Records from a data collection
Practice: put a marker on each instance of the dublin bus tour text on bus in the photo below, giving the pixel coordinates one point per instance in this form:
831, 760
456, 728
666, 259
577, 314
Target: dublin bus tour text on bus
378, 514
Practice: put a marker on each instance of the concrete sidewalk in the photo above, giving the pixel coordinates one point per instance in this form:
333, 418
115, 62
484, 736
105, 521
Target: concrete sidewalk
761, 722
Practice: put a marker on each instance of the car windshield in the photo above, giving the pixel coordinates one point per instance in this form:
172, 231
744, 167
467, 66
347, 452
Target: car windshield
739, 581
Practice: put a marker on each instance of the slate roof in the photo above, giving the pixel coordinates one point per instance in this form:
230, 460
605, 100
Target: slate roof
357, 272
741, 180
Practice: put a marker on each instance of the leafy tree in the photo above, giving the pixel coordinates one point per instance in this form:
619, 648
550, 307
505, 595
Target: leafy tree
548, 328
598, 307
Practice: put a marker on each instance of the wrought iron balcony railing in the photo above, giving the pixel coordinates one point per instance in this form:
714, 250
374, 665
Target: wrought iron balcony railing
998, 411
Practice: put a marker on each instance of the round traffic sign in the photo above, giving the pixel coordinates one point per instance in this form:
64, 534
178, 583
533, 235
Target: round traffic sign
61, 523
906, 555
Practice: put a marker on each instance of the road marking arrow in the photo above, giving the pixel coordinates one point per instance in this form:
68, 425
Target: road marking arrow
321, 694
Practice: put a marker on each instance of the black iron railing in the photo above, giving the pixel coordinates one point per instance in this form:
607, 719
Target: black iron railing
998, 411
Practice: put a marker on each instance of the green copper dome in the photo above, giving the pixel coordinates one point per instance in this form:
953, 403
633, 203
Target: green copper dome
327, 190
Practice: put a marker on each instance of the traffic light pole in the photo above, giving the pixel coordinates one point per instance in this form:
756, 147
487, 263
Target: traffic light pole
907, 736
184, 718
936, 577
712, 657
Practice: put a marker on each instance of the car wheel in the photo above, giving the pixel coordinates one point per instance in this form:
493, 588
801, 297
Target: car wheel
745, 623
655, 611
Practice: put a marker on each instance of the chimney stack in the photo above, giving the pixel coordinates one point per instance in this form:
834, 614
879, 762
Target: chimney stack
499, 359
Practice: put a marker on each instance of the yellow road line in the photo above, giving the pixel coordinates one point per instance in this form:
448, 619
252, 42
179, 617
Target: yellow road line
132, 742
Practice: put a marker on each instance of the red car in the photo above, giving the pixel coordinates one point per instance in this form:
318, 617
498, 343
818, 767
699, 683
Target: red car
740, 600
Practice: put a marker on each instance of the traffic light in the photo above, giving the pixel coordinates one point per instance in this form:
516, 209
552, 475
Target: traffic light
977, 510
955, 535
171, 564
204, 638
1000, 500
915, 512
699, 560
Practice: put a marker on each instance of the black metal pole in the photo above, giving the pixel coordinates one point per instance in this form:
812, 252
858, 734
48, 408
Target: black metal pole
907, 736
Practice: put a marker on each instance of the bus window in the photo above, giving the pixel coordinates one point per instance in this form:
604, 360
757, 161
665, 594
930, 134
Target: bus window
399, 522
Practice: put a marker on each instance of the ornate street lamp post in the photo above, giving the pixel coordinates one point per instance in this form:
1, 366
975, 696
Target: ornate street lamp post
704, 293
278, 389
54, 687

**Task prompt:** Reproduce all the entries above. Match them exactly.

**Expected answer:**
Practice: put a marker on each instance of the dublin bus tour text on bus in the photo below, giving the pixel coordinates one point per instance in this form:
831, 760
456, 728
666, 259
577, 314
Target: dublin bus tour text on bus
378, 514
Practice: put a marker on each instance of the concrete sidewalk in the photo above, giving the pixel coordinates one point per instance in this form:
333, 418
115, 62
484, 736
105, 521
Target: concrete sidewalk
761, 722
Practice: put a marker on each instance of the car windshield in the photo above, giving the pixel coordinates one point per instance in this form:
172, 231
744, 167
467, 66
347, 452
Target: car windshield
739, 581
Practice: put a marker on each instance of the slate roof in the photo above, giving the pixel coordinates one point per instance in this form:
230, 460
605, 100
Target: slate roof
357, 272
741, 180
Practice: put a marker on each instance of the leafy tree in the photo above, giving the pixel coordinates one point per instance in this form:
619, 648
550, 307
505, 595
Target: leafy tree
548, 328
598, 307
Practice: put a marker on each instance of the wrought iron balcony railing in the photo above, giving the pixel coordinates one point per instance in this form:
714, 250
374, 665
Target: wrought iron balcony railing
998, 411
Practice: put a marker on each instance of the round traffic sign in the photo above, giving the pixel coordinates one point per instance in this form:
64, 534
178, 583
533, 235
Target: round traffic sign
61, 523
906, 555
Practice: put a marker on each instance of the road marking arrow in the photo above, giving the pixel coordinates one point per instance in this form:
68, 425
Target: road marking arrow
321, 694
Practice: put a marker on each instance of the black iron railing in the photo above, giving the pixel coordinates one point per instance in this form:
607, 719
Target: black iron railing
998, 411
Practice: put a marker on each instance of the green copper dome in the photo above, giving the pixel coordinates one point per instance in this form:
953, 403
633, 203
Target: green copper dome
327, 190
Practice: put a marker on each instance of the traffic light pole in the photo above, giving the pixel coordinates one point per instance in this form:
756, 147
487, 263
Target: traffic light pole
907, 736
184, 718
936, 577
712, 657
Practice: put a marker on each instance of the car wheel in the photo above, giving the pixel coordinates one point per instance in this form:
493, 588
801, 297
Target: car wheel
745, 623
655, 611
Practice: put a marker on each instance of the chimney stack in the photo above, giving the pixel coordinates one point per instance in this form:
834, 614
879, 762
Target: chimney stack
499, 359
Practice: put a marker on each instance of the yellow road line in the photo above, giving the pixel coordinates one point per instance in this form:
448, 619
252, 42
179, 617
Target: yellow road line
132, 742
Practice: put a marker on each instance of the red car in the photo above, giving the pixel coordinates one point per instance in this form:
318, 617
498, 343
818, 767
699, 683
Target: red car
740, 600
Practice: put a marker on each instance of the traffic light in the photo above, giving the pixel coordinates one point per instance in this form:
516, 209
552, 475
Target: traffic light
977, 510
955, 535
171, 564
204, 638
1000, 500
915, 512
699, 560
Practice: put a marker on each instance of the black metal pole in the photo above, giving the pixel coordinates one point per instance in this form:
812, 252
858, 734
48, 408
Target: black metal pole
907, 736
Practice: put a marker on each instance of the bus window in the photo above, giving the pixel coordinates one point per instance in this form:
604, 360
757, 161
665, 594
930, 134
Target: bus window
399, 522
Practice: put a marker on each instance of the ornate street lamp post in the photo above, giving the pixel coordinates one point per instance in this form:
1, 366
975, 696
Target: ornate street lamp post
704, 293
278, 389
54, 687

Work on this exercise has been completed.